-- START --
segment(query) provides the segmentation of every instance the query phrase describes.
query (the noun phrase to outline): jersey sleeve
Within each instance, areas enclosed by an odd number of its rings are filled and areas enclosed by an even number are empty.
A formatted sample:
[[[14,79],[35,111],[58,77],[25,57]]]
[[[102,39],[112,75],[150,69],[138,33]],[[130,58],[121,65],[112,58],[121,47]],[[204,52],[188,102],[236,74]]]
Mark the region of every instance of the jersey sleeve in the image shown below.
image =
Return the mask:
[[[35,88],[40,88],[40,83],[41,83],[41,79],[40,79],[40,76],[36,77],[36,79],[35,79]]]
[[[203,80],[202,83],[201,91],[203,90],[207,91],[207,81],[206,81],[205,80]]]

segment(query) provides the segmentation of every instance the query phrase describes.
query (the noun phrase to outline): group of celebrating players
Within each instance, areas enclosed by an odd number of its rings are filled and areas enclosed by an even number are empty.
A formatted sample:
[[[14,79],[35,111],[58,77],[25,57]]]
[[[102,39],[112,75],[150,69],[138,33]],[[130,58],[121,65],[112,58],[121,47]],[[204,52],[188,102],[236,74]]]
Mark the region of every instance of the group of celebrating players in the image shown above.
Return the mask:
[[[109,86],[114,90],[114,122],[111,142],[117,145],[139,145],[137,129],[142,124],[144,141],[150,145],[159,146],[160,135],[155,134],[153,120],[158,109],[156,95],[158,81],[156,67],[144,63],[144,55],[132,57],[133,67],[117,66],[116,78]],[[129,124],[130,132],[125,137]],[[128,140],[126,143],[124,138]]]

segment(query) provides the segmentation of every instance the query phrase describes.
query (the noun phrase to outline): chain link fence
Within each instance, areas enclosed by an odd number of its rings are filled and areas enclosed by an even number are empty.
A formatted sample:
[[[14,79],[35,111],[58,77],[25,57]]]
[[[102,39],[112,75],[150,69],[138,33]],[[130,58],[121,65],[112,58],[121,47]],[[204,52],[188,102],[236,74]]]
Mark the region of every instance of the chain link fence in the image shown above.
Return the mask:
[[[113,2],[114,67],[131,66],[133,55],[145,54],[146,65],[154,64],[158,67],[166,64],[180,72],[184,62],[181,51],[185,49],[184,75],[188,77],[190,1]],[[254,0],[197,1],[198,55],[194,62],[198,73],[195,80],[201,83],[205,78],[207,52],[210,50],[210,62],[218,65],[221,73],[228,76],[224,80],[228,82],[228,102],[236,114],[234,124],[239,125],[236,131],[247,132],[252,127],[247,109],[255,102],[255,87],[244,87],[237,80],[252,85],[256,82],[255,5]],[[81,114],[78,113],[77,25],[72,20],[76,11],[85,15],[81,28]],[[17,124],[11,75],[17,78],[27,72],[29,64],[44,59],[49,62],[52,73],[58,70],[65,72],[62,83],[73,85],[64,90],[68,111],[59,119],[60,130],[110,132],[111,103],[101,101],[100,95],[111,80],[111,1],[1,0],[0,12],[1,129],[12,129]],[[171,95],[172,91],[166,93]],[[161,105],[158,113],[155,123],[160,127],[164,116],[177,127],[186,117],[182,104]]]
-- END --
Work to complete —
Please pick out and copy every line in the rows above that contains the word "link". Case counts.

Response below —
query (the noun phrase to outline): chain link fence
Mark the region of every instance of the chain link fence in the image shown above.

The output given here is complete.